== Set task ==
Rewrite the lines from the one containing "target | stair tread" through the end of the entries, changing "thickest" to "widest" and leaving everything else as it is. Leave the pictures out of your answer.

== Supplied data ==
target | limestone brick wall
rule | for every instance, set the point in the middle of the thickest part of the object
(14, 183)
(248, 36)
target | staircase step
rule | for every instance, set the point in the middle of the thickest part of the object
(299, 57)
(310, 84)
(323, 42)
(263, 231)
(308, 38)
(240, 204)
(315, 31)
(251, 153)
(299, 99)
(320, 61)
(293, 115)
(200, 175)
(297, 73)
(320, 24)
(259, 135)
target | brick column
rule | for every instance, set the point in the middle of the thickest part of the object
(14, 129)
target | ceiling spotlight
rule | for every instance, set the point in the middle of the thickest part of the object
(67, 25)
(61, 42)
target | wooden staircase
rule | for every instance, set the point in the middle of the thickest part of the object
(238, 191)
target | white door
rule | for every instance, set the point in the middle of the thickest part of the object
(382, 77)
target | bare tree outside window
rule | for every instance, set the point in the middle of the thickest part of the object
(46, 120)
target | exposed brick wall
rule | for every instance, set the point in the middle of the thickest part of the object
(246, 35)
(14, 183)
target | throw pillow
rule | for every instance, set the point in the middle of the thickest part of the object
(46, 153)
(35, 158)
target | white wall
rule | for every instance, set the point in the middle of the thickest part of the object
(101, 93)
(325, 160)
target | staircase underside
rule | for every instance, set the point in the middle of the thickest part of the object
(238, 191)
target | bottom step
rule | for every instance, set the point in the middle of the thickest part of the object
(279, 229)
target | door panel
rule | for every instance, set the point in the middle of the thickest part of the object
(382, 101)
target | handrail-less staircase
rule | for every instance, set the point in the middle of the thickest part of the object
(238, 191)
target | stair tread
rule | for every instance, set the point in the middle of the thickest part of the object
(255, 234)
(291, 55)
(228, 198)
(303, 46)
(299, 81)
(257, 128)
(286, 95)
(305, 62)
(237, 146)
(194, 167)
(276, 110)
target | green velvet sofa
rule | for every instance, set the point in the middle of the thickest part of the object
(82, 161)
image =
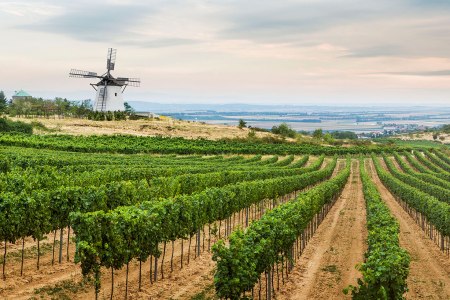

== Output below ==
target | stair tread
rule | for every instance, set the point in the middle of the widest part of the object
(255, 234)
(291, 55)
(228, 198)
(303, 46)
(299, 81)
(257, 128)
(286, 95)
(305, 62)
(237, 146)
(194, 167)
(276, 110)
target | green velvet sofa
rule | for every instance, set the point in the middle of the widest part of the object
(82, 161)
image =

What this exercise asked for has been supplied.